## BEGIN PAGE EXTRACT

- Shown within Pendle
- Area: 43.83 km^{2} (16.92 sq mi)
- Population: 5,262 (2011)
- • Density: 120/km^{2} (310/sq mi)
- District: Pendle;
- Ceremonial county: Lancashire;
- Region: North West;
- Country: England
- Sovereign state: United Kingdom
- UK Parliament: Pendle and Clitheroe;
- Councillors: George Askew (Conservative) Mike Calvert (Conservative) Paul White (Conservative)

= Boulsworth =

Boulsworth is one of the 20 electoral wards that form the Parliamentary constituency of Pendle, Lancashire, England. The ward represents the area surrounding Boulsworth Hill, including the villages of Trawden, Laneshaw Bridge and Wycoller, and returns three councillors to sit on Pendle Borough Council. As of the May 2011 Council election, Boulsworth had an electorate of 4,217.

## END PAGE EXTRACT
## BEGIN AVAILABLE DATA

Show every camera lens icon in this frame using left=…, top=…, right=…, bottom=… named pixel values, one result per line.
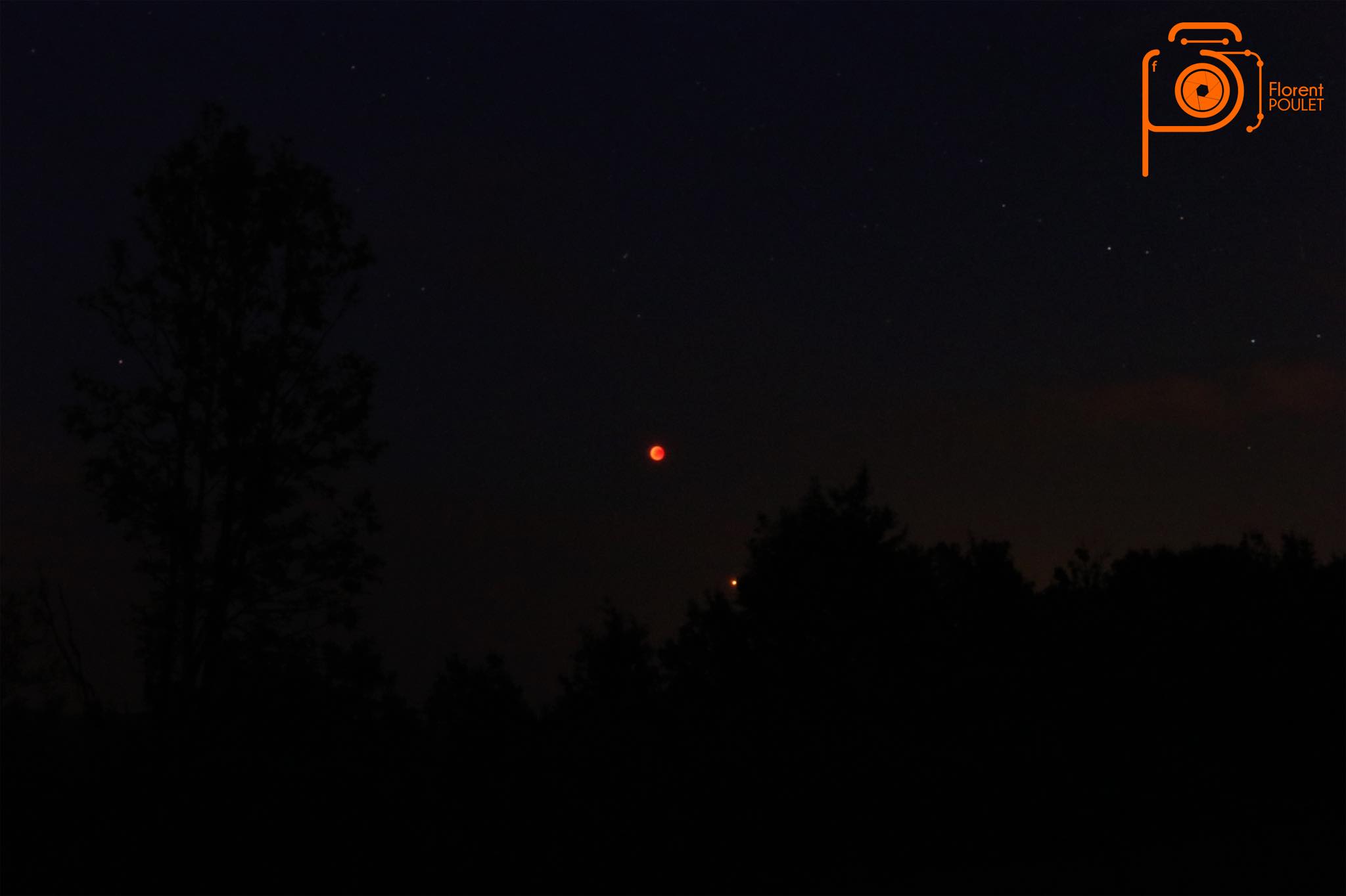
left=1140, top=22, right=1264, bottom=177
left=1174, top=62, right=1230, bottom=118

## END AVAILABLE DATA

* **WHAT IS EXPECTED**
Please continue the Boulsworth ward article above, picking up after its final sentence with the next paragraph.

* **TASK RESPONSE**
==Demographics==
Boulsworth has a lower-than-average percentage of residents aged under 16 compared to both Pendle and England; its population has an average age of 39.7 years. The ward also has a considerably higher proportion (98.6 per cent) of white residents than the local and national averages.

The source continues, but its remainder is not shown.